• _EXTRACT TO READ_:

For the past decade, many people of Gullah heritage have been attempting to preserve a way of life that was in danger of extinction. Today, the language, spirituality and traditions of Gullah culture are being celebrated more than ever before.

Descendants of West Africans brought as slaves to America some 300 years ago, the Gullah have preserved more of their African linguistic and cultural heritage than any other African-American community in the United States. The Lowcountry region of South Carolina and Georgia, including the coastal plain and Sea Islands, is home to most of the approximately 300,000 Gullah people, with smaller groups in North Carolina and Florida.

Forced to work as slaves in rice plantations on harsh barrier islands that were isolated from the mainland, they developed a strong sense of family and community and maintained a separate, English-based creole language. Their West African heritage has been blended with American customs not only in language, but in their arts and crafts, religious beliefs, folklore, rituals, dress, cuisine and music.

“As recently as 2001, there was a real possibility that Gullah culture would fade away,” said James Mitchell, president and chief executive officer of the Native Island Business and Community Affairs Association. “But there have been a number of initiatives, including festivals and our celebration, as well as legislation in 2006 to create a Gullah/Geechee Cultural Heritage Corridor. These things have gone a long way to bring attention to Gullah culture on a national level.” (Geechee, another name for the Gullah people, is a term more commonly used in Georgia.)

Mitchell, a descendant of slaves who formed the first freedmen township in the United States in 1862 on Hilton Head Island, South Carolina, oversees the annual Hilton Head Island Gullah Celebration, which is hosted by the Native Island association every February. It is one of several Gullah cultural festivals held every year throughout the Lowcountry.

Increasingly, Gullah traditions are being celebrated — and researched — across the United States. For instance, the Black Cultural Center at Purdue University in West Lafayette, Indiana, maintains a bibliography of Gullah publications, and Metro State College in Denver, Colorado, recently hosted a conference on Gullah culture.

• _TASKS AND EXERCISES_:
• a. Retype the passage on Gullah culture from "For the past" up to and including "than ever before.".
• b. Find each line of the listing that contains the word "segment" and copy it out.

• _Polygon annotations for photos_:
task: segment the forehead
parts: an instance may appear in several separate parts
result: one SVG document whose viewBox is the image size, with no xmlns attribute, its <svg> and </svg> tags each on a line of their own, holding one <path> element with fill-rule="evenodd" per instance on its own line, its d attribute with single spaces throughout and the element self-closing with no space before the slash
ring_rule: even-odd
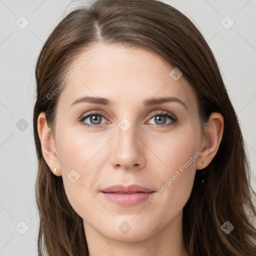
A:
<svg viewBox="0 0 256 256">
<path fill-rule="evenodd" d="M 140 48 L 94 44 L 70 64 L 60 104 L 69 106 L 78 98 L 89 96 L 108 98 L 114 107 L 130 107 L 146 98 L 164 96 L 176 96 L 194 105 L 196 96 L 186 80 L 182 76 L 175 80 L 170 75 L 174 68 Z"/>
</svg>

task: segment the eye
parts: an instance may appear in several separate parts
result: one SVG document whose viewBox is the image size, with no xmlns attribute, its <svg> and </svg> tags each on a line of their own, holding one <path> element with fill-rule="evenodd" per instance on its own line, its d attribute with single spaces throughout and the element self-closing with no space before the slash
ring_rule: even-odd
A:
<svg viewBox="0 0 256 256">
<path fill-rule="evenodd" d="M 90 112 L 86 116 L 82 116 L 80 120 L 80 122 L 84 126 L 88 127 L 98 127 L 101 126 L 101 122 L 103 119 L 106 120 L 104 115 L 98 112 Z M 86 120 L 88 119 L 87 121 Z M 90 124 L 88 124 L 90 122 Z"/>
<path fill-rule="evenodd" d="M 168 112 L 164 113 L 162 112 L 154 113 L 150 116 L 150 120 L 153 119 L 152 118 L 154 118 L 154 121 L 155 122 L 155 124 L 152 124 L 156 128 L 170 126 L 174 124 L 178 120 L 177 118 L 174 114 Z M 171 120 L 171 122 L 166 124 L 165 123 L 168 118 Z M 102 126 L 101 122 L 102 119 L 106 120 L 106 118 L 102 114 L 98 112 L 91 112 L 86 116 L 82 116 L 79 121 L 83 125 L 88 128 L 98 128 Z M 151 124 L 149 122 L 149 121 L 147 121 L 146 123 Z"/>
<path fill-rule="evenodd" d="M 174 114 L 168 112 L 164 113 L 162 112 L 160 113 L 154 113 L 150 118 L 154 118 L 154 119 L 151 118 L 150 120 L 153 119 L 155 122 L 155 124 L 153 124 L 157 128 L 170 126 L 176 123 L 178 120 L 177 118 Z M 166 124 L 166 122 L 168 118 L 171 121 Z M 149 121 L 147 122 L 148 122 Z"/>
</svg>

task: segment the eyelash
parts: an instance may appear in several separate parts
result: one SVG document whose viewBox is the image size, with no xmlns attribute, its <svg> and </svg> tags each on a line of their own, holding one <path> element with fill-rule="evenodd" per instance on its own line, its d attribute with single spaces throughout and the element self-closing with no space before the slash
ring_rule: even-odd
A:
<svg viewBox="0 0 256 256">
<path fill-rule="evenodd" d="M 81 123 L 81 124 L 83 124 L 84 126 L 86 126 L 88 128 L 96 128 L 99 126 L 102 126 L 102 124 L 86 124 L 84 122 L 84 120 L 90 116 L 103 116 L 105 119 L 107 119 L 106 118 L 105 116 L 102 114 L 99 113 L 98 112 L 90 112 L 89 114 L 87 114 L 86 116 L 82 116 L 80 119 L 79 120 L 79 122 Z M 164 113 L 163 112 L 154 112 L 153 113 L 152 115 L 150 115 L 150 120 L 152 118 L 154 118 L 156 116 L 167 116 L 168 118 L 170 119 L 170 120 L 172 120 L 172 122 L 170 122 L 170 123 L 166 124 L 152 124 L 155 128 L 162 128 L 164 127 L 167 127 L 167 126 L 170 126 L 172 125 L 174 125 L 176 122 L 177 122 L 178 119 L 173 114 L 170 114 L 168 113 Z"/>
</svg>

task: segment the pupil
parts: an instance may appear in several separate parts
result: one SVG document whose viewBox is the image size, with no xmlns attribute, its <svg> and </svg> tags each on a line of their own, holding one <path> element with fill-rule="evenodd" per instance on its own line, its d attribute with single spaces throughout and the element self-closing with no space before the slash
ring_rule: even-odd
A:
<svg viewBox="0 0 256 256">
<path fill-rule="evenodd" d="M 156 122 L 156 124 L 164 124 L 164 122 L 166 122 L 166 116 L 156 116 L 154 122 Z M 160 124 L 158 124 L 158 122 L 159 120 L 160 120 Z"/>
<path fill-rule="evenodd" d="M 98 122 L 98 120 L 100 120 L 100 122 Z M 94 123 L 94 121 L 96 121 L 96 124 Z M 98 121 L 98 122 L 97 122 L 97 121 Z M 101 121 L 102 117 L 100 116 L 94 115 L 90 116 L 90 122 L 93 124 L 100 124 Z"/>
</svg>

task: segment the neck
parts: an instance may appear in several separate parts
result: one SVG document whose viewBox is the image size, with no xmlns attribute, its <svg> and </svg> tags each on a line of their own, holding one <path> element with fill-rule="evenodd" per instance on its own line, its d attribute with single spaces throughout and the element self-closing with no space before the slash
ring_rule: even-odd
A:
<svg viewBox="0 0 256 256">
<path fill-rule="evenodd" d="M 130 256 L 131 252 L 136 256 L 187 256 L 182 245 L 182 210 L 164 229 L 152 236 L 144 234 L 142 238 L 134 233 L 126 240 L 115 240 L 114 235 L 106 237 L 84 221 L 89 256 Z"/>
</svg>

• _THE RESPONSES_:
• a.
For the past decade, many people of Gullah heritage have been attempting to preserve a way of life that was in danger of extinction. Today, the language, spirituality and traditions of Gullah culture are being celebrated more than ever before.

• b.
task: segment the forehead
task: segment the eye
task: segment the eyelash
task: segment the pupil
task: segment the neck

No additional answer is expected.